Write and read like paper. No browser, no notifications.
Pros & cons
What the reMarkable Paper Pro is
The reMarkable Paper Pro is the third-generation e-ink writing tablet from the Norwegian company reMarkable. According to manufacturer specifications, it features an 11.8-inch e-ink display with a textured surface designed to replicate the friction of writing on paper, and a stylus (the reMarkable Marker) with 4,096 levels of pressure sensitivity. The device runs a custom operating system with no web browser, no app store, and no notification system. Core functions are handwritten notes, PDF and ePub annotation, and document organisation. Cloud sync and handwriting-to-text conversion require the Connect subscription.
Why it's genuinely distraction-free
The reMarkable Paper Pro is distraction-free not as a mode or toggle but as a consequence of its design. There is no browser to open, no email client, no social media, and no push notifications. The e-ink display, while high-quality for writing, is not suited to video or interactive UI — a deliberate constraint that defines the product's category. For knowledge workers who need a separate surface for focused writing and document annotation, the device provides tablet- level capability without the distraction profile of a tablet. User reports consistently describe it as the device actually used for deep work sessions, in contrast to an iPad or laptop where a browser is three seconds away.

### Raw data
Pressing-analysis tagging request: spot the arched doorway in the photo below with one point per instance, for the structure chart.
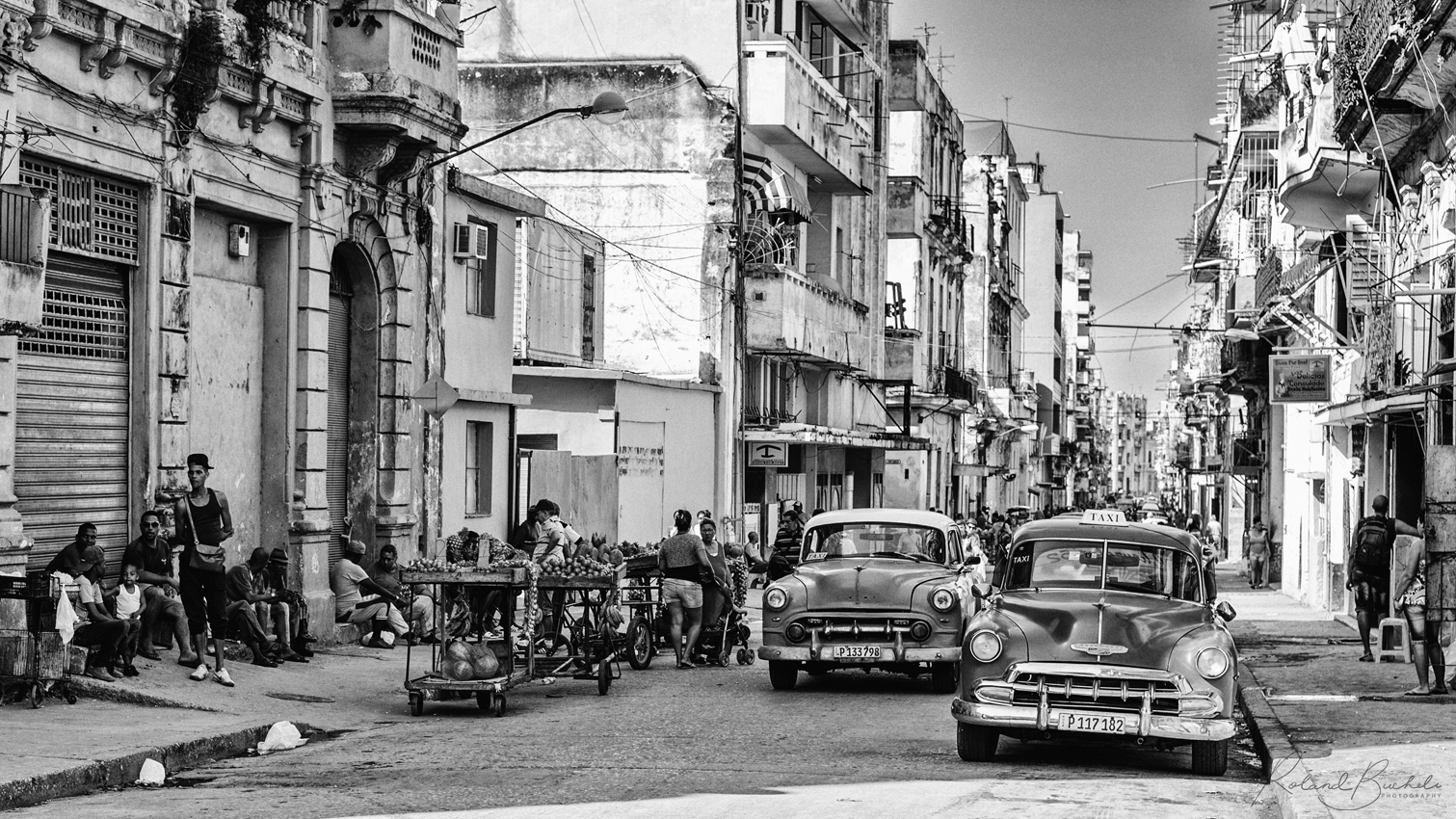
(353, 405)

### To do
1. Echo the section of the reMarkable Paper Pro text that opens with the words containing "Write and read" and closes with "the Connect subscription.".
2. Pick up the reMarkable Paper Pro text after its final sentence and keep writing.
The data that comes after the reMarkable Paper Pro text plays no part in the work.

### Answers per task
1.
Write and read like paper. No browser, no notifications.
Pros & cons
What the reMarkable Paper Pro is
The reMarkable Paper Pro is the third-generation e-ink writing tablet from the Norwegian company reMarkable. According to manufacturer specifications, it features an 11.8-inch e-ink display with a textured surface designed to replicate the friction of writing on paper, and a stylus (the reMarkable Marker) with 4,096 levels of pressure sensitivity. The device runs a custom operating system with no web browser, no app store, and no notification system. Core functions are handwritten notes, PDF and ePub annotation, and document organisation. Cloud sync and handwriting-to-text conversion require the Connect subscription.

2.
The writing experience
The textured e-ink surface combined with the reMarkable Marker is consistently described in user reviews and technology coverage as the best pen-on-screen writing experience in the category. According to reMarkable's documentation and independent user reports, the Paper Pro generation has near-zero perceptible lag for most users — a significant improvement over earlier e-ink writing devices. The friction of the surface is higher than glass tablets, producing resistance closer to writing on paper. For note-taking, where lag disrupts the natural pace of handwriting, this matters practically.
PDF reading and annotation
Beyond handwriting, the reMarkable Paper Pro's most consistently praised use case is PDF annotation — reading long documents, academic papers, and reports with handwritten margin notes that sync back to the original file. Based on user reports in professional and academic contexts, the 11.8-inch display is large enough to read most PDFs at native size without continuous scrolling. Annotations export and sync via Connect. For people currently annotating PDFs on a laptop or iPad — where a browser and inbox are also open — moving this workflow to the reMarkable removes the ambient distraction risk of those environments.
The Connect subscription
Some features require the Connect subscription (around $3/month per manufacturer pricing as of this review). These include cloud backup and sync, handwriting-to- text conversion, and sending notes via email. The device works as a local note- taking and PDF-annotation tool without a subscription, but most features that distinguish it from a paper notebook require Connect. For buyers who prefer not to carry recurring costs on hardware, this is a meaningful consideration.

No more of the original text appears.